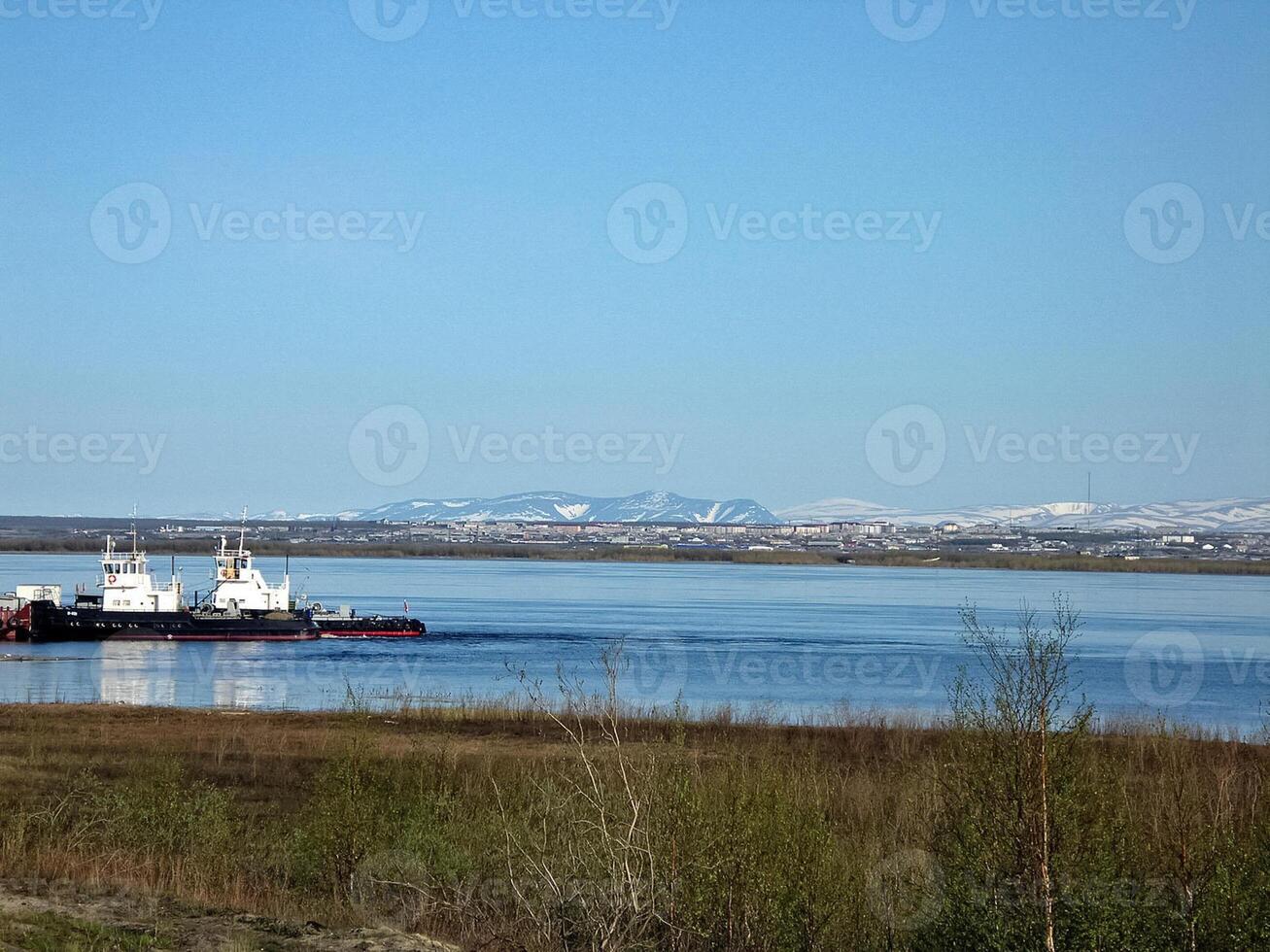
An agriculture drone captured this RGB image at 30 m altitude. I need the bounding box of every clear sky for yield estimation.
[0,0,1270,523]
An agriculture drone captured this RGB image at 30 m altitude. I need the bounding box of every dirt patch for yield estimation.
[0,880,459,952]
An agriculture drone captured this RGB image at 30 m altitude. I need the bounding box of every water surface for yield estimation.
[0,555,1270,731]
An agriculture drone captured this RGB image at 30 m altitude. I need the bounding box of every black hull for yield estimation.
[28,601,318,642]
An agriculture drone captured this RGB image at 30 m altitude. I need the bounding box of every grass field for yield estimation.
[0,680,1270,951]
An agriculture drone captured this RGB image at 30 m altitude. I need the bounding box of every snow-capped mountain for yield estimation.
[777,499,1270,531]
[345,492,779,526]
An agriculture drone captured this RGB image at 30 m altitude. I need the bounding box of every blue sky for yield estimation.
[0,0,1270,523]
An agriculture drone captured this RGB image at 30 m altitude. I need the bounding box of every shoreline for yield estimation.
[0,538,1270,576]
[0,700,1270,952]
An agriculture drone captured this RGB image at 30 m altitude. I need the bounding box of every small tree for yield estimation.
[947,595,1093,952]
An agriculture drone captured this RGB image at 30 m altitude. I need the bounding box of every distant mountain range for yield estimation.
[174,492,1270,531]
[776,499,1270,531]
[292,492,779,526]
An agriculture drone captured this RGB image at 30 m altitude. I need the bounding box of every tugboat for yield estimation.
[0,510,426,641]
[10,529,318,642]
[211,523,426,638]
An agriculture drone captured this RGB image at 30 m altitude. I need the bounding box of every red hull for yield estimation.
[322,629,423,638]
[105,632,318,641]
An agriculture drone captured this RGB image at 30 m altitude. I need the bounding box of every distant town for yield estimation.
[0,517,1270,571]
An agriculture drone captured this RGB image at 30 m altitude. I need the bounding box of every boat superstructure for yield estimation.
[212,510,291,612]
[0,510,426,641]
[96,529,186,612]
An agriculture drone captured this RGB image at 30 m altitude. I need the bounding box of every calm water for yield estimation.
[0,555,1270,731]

[YOUR TASK]: Switch "tugboat" to "fishing boat" in the records, starting at the line that contains "range for yield estimation." and ending at the end of the records. Give those lines back with nothing else changed.

[OUTPUT OF THE TASK]:
An agriculture drone captured this RGB image at 30 m altitude. I need the bounding box of every distant mountain range for yield estimation.
[174,492,1270,531]
[776,499,1270,531]
[292,492,779,526]
An agriculture drone captured this RGB image at 30 m altitude. I need the bounding box of every fishing boat for yield estimation.
[0,510,426,641]
[10,529,318,642]
[211,523,426,638]
An agriculture drone captured this RGB image at 30 m altitude. I need the bounding box of every red hull for yield estimation.
[322,629,423,638]
[105,632,318,641]
An agriculture drone captured this RGB image at 30 m altitude. I need the bounding box of every distant town for yield estimation.
[0,517,1270,571]
An agriculture drone captured this RGB image at 30 m altitude. I need the bounding box of every boat superstructure for yield estimation.
[212,510,291,612]
[0,510,426,641]
[96,529,186,612]
An agriculture drone captured this RGB image at 30 m altitude. I need the bounding box of every calm water for yield estimation.
[0,555,1270,731]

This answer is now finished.